PBKDF2 as a key derivation function is a bit different from a key
stretching concept. KDF's *main* goal is to produce cryptographically
good keys, but not to make bruteforce attacks hard on GPU/FPGA/etc.

As already mentioned, nowadays good key stretching algorithms are
supposed to be GPU-unfriendly. That is the case with crypto_blowfush,
crypt_md5 and crypt_sha* thanks to data dependent branching, but it's
not true for PBKDF2.

I suppose everybody reading this thread has already seen recent
presentation by Solar Designer on password security (video should also
be available online):
http://www.openwall.com/presentations/PHDays2012-Password-Security/

What particularly interesting is the following slide, comparing
crypt_sha512/crypt_blowfish GPU-friendliness and performance:
http://www.openwall.com/presentations/PHDays2012-Password-Security/mgp00037.html

In other words, currently there is no benefit in switch default
algorithm to relatively new crypt_sha512 vs 256-iterations
crypt_blowfish supported on RELENG_7.

— Source data —
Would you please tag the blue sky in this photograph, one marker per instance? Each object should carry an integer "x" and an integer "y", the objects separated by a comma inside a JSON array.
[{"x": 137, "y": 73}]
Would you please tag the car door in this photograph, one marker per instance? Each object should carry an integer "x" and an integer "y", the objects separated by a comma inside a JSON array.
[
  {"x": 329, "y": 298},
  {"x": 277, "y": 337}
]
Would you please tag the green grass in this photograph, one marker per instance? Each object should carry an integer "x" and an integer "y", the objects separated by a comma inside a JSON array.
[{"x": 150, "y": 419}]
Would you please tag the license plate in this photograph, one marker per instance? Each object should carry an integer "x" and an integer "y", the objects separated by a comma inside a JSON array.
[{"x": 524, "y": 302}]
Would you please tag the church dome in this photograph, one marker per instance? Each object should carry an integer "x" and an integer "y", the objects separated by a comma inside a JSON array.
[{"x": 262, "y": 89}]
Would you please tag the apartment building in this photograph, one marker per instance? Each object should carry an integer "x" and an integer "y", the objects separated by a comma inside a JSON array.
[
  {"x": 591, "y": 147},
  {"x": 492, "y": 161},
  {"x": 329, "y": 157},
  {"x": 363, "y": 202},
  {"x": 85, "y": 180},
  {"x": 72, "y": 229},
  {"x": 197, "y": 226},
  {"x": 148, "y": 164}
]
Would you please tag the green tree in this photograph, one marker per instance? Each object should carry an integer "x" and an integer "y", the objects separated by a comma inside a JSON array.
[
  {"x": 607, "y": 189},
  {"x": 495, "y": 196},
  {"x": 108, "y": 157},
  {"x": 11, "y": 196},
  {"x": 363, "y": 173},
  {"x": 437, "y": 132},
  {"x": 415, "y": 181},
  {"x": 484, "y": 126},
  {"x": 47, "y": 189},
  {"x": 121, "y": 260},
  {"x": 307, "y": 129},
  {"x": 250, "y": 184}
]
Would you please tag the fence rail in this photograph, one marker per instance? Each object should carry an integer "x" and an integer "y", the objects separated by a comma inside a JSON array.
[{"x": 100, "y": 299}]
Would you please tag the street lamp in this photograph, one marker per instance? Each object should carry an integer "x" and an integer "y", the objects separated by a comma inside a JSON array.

— JOBS —
[1] Print the section of the PBKDF2 post starting at "PBKDF2 as a" and ending at "hard on GPU/FPGA/etc.".
[2] How many lines in the rows contain the string "object"? Reply with the number only.

— ANSWERS TO EACH TASK —
[1]
PBKDF2 as a key derivation function is a bit different from a key
stretching concept. KDF's *main* goal is to produce cryptographically
good keys, but not to make bruteforce attacks hard on GPU/FPGA/etc.

[2] 9